**DIRECTIONS FOR THIS TASK**
Some lines hold the string "with". Copy all of them from the material that follows.

**EXERCISE MATERIAL**
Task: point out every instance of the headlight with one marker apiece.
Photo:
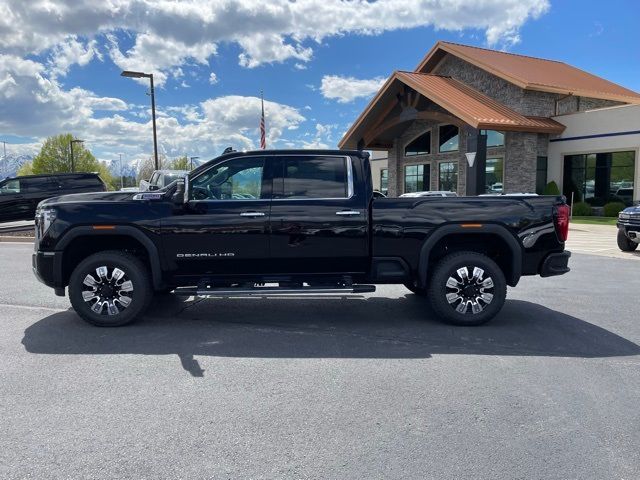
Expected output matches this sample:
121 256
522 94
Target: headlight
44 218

--

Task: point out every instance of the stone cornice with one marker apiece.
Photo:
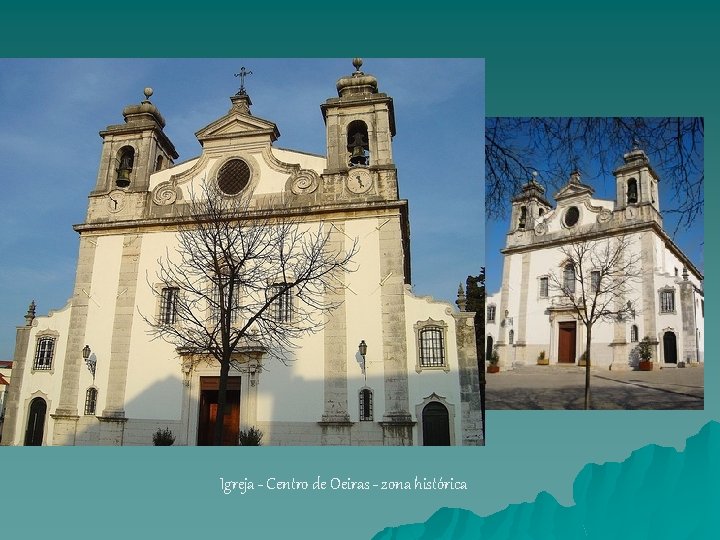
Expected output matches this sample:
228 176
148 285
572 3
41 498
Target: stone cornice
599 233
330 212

**FINISHED EXERCISE**
Task: point out every instance of the headlight with one marker apiece.
Task: point out every instance of the stone cornice with one marker apiece.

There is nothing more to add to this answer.